Unum Life Ins. Co. of America v. Long

Decision Date16 October 2002
Docket NumberNo. 3-02-CV-0031-BD.,3-02-CV-0031-BD.
PartiesUNUM LIFE INSURANCE COMPANY OF AMERICA Plaintiff, v. Evelyn B. LONG Defendant.
CourtU.S. District Court — Northern District of Texas

Doug K. Butler, Bill E. Davidoff, Figari Davenport & Graves, Dallas, TX, for Plaintiff.

Evelyn B. Long, Mesquite, TX, Pro se.

MEMORANDUM OPINION AND ORDER

KAPLAN, United States Magistrate Judge.

Plaintiff UNUM Life Insurance Company of America ("UNUM") has filed a motion for summary judgment in this ERISA case to recover the overpayment of disability benefits. For the reasons stated herein, the motion is granted.

I.

Evelyn Long was a participant in an employee welfare benefit plan maintained by her employer, Texas Oncology, P.A. One of the benefits offered to participants of the plan was a long-term disability insurance policy issued by UNUM. (Plf. Compl. at 2, ¶ 5; Plf.App. at 2, ¶ 2). Under this policy, a disabled employee is entitled to receive 60% of her basic monthly earnings, less "other income benefits," but in no event less than $100.00 per month. (Plf.App. at 9, ¶2). The term "other income benefits" is defined by the policy to include "[t]he amount of disability or retirement benefits under the United States Social Security Act." (Id. at 21, ¶5). The policy allows UNUM to estimate the monthly social security benefit and deduct it from the monthly disability benefit, unless the insured "promises to repay [UNUM] any overpayment caused by an award [of social security benefits]." (Id. at 22).

════════

■ **Exercise description**: Transcribe the stretch of the opinion from "Plaintiff UNUM Life" through "motion is granted.", copying it word for word.

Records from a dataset
════════

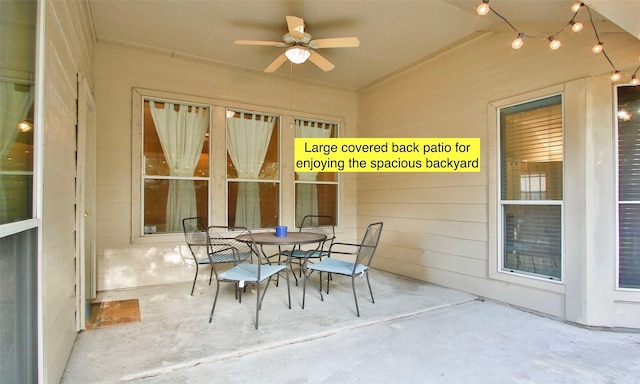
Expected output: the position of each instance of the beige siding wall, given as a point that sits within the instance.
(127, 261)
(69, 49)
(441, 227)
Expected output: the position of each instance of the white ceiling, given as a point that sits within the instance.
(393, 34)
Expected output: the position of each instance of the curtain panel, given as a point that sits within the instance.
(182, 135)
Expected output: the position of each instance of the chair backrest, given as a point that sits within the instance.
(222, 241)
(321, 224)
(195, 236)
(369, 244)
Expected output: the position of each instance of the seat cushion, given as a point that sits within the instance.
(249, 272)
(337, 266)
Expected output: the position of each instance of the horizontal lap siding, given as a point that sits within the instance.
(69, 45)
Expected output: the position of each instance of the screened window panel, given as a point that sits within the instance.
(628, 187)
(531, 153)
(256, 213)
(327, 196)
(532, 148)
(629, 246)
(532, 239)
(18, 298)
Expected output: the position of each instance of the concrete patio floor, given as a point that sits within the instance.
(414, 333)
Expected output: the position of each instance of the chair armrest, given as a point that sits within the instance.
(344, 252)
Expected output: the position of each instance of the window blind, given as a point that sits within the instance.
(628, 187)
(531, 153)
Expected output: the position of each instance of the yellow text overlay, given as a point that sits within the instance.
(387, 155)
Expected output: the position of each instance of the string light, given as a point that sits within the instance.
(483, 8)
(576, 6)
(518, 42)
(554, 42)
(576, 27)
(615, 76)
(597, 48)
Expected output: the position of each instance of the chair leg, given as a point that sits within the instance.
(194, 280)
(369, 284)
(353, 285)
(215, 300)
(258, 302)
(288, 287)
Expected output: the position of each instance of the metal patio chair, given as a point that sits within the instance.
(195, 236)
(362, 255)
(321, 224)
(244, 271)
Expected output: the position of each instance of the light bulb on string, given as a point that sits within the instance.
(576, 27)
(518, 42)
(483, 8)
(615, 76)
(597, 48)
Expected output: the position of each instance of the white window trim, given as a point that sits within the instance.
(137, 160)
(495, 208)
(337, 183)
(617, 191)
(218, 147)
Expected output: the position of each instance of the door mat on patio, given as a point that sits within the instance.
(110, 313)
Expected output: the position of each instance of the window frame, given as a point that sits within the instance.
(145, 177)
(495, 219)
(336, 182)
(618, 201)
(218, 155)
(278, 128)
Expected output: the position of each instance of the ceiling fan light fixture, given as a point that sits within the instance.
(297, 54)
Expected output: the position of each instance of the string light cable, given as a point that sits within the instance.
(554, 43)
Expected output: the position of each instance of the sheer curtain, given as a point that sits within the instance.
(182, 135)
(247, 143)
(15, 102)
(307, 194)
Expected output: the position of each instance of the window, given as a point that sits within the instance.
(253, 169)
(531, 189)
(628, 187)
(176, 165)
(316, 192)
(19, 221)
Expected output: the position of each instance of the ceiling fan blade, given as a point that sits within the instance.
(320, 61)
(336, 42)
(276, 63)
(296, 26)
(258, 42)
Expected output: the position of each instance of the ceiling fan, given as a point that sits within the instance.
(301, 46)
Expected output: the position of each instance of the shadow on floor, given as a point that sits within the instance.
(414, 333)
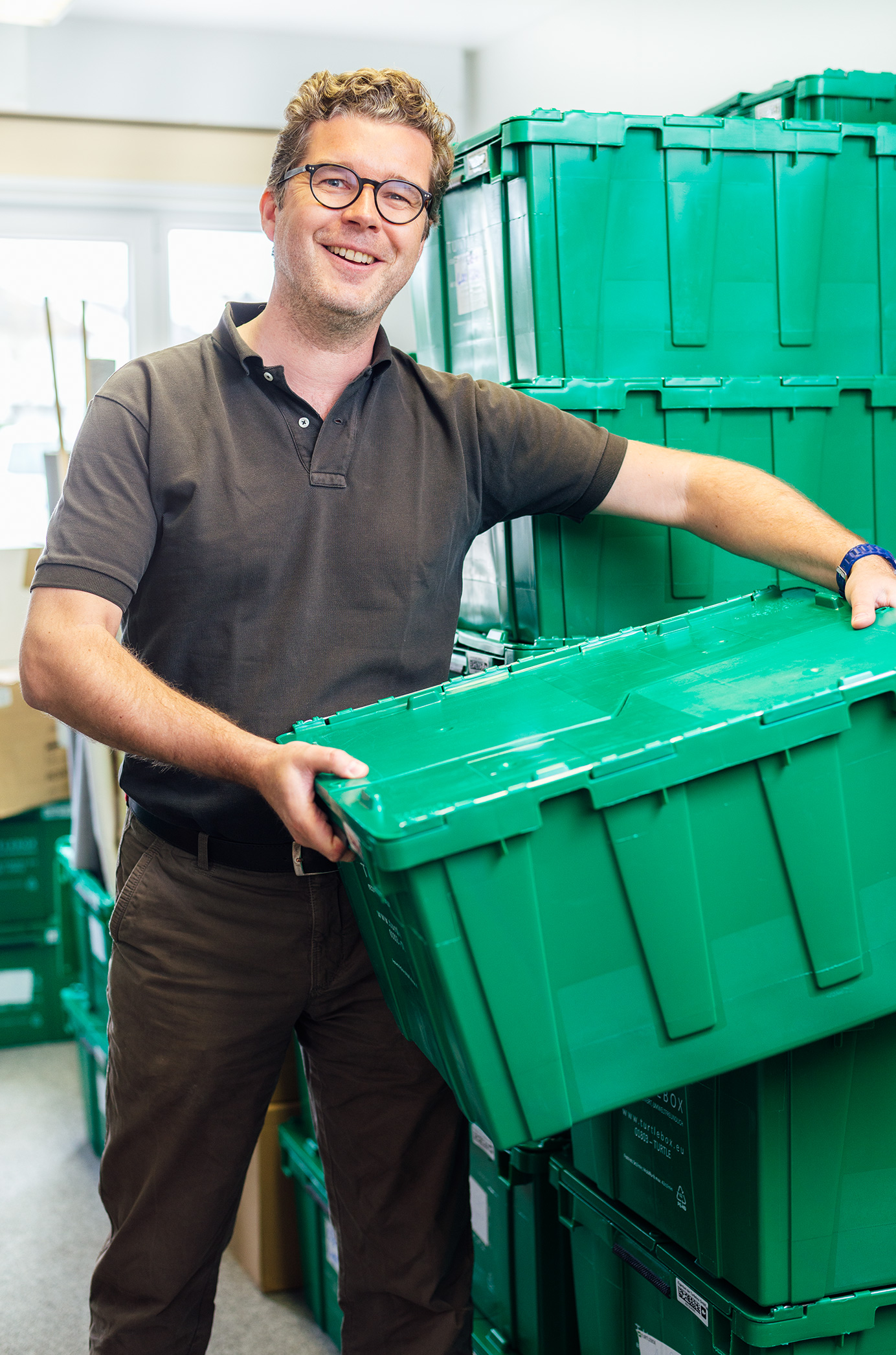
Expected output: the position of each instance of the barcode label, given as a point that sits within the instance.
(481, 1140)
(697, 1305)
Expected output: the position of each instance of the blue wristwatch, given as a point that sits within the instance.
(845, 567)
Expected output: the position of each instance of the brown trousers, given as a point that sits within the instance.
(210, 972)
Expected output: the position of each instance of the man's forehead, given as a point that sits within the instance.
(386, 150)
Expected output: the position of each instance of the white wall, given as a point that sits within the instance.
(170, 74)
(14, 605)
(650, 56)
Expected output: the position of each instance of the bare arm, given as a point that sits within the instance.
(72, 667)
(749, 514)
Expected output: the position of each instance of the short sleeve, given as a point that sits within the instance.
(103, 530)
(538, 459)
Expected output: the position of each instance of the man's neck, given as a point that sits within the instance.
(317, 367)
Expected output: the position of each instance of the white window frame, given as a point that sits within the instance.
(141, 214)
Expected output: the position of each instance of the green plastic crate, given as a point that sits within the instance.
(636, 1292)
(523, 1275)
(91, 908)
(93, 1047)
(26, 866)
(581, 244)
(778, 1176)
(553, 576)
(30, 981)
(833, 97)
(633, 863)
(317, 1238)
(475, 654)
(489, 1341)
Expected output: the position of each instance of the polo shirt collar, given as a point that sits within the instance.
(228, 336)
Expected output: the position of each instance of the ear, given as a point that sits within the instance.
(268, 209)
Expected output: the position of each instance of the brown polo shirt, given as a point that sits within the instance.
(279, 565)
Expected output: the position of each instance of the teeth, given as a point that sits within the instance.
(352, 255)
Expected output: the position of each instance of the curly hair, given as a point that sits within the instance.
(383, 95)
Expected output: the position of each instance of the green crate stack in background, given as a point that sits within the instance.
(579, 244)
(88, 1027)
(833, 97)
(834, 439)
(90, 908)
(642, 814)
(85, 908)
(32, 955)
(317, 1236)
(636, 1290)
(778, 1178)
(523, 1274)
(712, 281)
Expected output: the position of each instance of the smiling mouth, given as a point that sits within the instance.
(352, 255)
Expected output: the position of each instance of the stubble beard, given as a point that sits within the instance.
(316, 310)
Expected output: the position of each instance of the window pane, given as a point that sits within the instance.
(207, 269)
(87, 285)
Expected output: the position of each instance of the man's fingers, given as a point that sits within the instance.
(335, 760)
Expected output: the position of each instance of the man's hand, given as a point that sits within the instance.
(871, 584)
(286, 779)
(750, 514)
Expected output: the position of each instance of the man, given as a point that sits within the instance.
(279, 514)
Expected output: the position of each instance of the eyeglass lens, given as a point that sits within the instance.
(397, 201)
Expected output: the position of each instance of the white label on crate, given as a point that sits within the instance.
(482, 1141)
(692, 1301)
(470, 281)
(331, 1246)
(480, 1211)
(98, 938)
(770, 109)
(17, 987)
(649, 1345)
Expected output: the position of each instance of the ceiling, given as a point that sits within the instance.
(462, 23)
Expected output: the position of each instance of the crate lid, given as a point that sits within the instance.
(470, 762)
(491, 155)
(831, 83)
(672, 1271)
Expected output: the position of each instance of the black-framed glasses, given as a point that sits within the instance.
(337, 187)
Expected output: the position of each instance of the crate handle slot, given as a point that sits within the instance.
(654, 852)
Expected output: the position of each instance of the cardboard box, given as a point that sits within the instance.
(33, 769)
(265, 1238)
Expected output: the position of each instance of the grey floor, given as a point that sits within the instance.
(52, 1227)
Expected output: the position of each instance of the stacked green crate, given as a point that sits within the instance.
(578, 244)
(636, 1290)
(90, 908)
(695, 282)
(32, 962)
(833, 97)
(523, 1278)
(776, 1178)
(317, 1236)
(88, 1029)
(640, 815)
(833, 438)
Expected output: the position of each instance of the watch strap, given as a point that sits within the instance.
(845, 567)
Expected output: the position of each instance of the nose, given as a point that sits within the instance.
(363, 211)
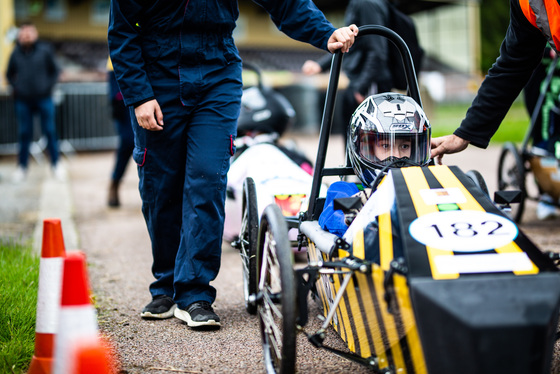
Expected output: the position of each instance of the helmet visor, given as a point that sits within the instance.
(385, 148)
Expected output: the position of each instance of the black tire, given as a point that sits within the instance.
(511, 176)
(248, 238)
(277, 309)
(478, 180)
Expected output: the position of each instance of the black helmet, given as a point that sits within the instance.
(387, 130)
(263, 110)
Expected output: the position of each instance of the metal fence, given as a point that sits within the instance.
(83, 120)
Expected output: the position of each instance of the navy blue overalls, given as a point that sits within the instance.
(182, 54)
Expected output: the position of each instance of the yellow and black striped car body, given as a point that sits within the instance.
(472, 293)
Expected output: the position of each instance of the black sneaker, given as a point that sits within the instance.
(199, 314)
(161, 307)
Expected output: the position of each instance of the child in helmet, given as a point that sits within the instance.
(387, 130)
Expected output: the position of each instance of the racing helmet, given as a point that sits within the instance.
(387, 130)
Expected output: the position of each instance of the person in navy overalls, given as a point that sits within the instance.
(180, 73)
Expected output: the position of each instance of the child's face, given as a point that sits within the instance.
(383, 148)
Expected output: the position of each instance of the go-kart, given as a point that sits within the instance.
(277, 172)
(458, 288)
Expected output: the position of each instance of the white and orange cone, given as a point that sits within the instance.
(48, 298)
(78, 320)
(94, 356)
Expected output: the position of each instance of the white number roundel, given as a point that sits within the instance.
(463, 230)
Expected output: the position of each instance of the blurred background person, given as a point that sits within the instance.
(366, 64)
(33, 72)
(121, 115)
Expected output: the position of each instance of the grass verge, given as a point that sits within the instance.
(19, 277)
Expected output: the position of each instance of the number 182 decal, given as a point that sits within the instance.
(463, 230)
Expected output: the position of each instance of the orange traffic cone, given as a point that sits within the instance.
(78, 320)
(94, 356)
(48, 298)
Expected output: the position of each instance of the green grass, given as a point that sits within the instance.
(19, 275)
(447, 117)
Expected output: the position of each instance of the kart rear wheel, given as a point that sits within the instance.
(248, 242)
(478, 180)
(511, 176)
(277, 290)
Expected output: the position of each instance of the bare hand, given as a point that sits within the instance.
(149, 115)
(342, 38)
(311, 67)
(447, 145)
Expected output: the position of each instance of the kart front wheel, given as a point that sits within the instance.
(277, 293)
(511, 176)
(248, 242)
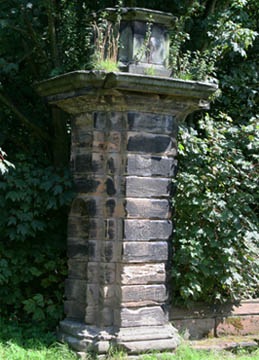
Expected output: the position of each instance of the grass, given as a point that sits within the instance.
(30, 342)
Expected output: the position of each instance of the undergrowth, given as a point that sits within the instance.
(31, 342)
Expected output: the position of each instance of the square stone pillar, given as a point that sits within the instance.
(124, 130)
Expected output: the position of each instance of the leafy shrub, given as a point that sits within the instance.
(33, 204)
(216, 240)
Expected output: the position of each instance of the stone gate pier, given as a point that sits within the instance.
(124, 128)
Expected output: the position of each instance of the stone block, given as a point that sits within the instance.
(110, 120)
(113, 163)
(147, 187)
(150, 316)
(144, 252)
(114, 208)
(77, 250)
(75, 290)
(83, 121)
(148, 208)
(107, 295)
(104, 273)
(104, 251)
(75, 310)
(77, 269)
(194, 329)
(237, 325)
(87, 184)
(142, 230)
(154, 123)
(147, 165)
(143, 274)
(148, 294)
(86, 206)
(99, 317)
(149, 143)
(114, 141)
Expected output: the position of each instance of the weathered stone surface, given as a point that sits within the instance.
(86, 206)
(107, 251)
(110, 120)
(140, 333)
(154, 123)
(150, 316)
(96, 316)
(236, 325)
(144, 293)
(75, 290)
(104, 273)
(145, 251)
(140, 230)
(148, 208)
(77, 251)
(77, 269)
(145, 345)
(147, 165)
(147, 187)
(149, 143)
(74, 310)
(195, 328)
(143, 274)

════════

■ **Task answer**:
Plaintiff UNUM Life Insurance Company of America ("UNUM") has filed a motion for summary judgment in this ERISA case to recover the overpayment of disability benefits. For the reasons stated herein, the motion is granted.